Rather than get permission to use cookies on our website which would either be intrusive or ignored we've decided to not use cookies. Here's what I've found as I work through the various things that use cookies.
Wordpress Comments
The built in wordpress comments feature sets cookies so that it can remember the commenters details for next time. I commented out (no pun intended) these three lines in wp-comments-post.php. (If you upgrade and this file gets changed you'll have to repeat this.)

→ **TO DO**:
[1] Quote the cookies text exactly, everything from "Rather than get" down to "to repeat this.)".
[2] Please condense the paragraph of the cookies text that begins "The built in wordpress comments feature" into a shorter version that keeps its main facts.
Rely only on the cookies text.

Saved data entries

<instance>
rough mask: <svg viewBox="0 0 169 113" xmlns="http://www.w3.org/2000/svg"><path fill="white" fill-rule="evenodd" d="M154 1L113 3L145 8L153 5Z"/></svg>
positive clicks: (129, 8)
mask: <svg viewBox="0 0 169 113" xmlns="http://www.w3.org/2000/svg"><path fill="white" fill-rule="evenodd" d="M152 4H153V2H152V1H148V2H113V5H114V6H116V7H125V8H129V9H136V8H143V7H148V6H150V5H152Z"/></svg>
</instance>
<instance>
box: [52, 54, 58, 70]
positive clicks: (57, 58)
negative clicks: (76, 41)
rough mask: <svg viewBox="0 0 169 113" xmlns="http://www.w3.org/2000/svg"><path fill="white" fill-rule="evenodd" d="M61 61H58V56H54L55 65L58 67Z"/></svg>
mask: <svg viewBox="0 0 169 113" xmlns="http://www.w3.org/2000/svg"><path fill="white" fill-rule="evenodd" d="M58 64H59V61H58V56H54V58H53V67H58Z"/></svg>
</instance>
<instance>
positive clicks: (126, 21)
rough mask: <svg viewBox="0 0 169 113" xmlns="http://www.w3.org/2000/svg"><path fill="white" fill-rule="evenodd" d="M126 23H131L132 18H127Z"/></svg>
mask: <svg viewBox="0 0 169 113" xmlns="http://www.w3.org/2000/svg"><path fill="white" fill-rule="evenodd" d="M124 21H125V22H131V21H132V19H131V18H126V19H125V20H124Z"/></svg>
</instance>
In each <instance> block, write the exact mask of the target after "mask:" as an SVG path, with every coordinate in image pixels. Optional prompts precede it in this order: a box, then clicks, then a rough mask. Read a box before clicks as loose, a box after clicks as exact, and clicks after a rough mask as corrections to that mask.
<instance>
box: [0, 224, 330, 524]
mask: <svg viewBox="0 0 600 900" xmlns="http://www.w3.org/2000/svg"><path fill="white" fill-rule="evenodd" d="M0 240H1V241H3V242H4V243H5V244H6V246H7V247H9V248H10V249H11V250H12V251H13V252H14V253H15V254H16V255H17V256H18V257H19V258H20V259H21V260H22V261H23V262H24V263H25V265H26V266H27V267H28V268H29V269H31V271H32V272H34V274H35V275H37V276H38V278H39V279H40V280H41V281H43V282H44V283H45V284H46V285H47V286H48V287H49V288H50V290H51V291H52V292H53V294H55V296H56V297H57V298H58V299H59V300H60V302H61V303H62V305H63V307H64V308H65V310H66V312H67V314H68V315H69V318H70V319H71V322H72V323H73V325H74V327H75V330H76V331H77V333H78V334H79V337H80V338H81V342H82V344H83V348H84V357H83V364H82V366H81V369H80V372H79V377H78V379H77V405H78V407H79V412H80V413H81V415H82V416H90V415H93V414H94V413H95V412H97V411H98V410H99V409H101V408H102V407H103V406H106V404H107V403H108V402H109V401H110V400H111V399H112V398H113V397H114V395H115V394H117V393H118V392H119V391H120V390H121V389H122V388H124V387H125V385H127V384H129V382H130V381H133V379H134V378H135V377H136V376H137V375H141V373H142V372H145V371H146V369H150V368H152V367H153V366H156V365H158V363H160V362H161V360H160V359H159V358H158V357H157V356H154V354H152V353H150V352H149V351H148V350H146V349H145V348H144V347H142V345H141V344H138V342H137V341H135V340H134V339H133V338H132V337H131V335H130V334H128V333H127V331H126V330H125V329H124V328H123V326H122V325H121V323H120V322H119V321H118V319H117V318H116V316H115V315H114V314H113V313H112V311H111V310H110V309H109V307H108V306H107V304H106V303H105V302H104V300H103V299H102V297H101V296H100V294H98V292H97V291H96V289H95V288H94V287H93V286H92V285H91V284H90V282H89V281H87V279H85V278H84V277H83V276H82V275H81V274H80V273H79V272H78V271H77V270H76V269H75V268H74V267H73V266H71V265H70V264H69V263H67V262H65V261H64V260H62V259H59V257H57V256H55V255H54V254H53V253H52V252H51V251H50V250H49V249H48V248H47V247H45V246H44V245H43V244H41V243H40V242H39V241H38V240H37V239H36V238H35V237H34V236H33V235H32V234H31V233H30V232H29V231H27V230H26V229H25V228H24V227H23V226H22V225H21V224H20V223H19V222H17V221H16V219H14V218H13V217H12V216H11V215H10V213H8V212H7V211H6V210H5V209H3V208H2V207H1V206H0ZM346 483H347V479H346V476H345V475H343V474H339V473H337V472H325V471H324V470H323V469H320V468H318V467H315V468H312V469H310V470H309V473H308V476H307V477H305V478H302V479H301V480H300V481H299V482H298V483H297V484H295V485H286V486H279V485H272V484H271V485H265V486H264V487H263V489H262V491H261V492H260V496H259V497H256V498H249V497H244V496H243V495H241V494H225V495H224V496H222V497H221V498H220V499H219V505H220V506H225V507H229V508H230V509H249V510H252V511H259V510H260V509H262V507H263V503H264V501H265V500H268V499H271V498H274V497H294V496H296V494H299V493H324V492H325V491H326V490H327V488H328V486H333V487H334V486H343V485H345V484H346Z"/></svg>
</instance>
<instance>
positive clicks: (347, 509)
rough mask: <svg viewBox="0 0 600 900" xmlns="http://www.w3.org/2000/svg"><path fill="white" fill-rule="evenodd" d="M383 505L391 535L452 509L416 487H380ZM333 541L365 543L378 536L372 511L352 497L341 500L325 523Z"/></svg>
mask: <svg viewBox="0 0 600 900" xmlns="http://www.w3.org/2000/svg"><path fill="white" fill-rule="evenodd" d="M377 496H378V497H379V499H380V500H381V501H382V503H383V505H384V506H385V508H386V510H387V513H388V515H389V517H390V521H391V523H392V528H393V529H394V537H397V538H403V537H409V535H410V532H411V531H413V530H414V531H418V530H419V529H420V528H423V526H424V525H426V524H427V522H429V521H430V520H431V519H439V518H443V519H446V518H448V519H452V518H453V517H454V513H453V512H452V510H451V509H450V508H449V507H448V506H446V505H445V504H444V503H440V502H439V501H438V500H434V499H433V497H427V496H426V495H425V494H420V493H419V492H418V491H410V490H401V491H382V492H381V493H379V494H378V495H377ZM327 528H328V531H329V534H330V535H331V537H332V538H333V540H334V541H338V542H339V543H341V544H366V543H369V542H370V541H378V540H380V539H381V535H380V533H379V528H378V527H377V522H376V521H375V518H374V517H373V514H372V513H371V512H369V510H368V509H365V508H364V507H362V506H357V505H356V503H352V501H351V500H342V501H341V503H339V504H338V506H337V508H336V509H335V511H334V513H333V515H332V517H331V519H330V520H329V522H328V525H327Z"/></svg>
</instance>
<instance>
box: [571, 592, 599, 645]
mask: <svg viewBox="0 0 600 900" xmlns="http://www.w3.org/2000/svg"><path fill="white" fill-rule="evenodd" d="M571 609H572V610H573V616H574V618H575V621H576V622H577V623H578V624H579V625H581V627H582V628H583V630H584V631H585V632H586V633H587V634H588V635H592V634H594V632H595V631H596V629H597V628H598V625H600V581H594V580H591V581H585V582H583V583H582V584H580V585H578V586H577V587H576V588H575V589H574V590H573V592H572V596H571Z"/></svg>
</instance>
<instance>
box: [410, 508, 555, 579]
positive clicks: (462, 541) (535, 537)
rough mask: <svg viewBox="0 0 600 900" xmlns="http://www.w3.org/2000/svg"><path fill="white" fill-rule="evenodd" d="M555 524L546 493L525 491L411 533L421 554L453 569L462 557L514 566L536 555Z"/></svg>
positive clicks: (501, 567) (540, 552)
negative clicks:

→ **ANSWERS PER TASK**:
[1]
Rather than get permission to use cookies on our website which would either be intrusive or ignored we've decided to not use cookies. Here's what I've found as I work through the various things that use cookies.
Wordpress Comments
The built in wordpress comments feature sets cookies so that it can remember the commenters details for next time. I commented out (no pun intended) these three lines in wp-comments-post.php. (If you upgrade and this file gets changed you'll have to repeat this.)

[2] The built-in WordPress comments feature sets cookies to remember commenters' details for next time. To stop this, three lines in wp-comments-post.php were commented out. If an upgrade changes that file, the edit has to be repeated.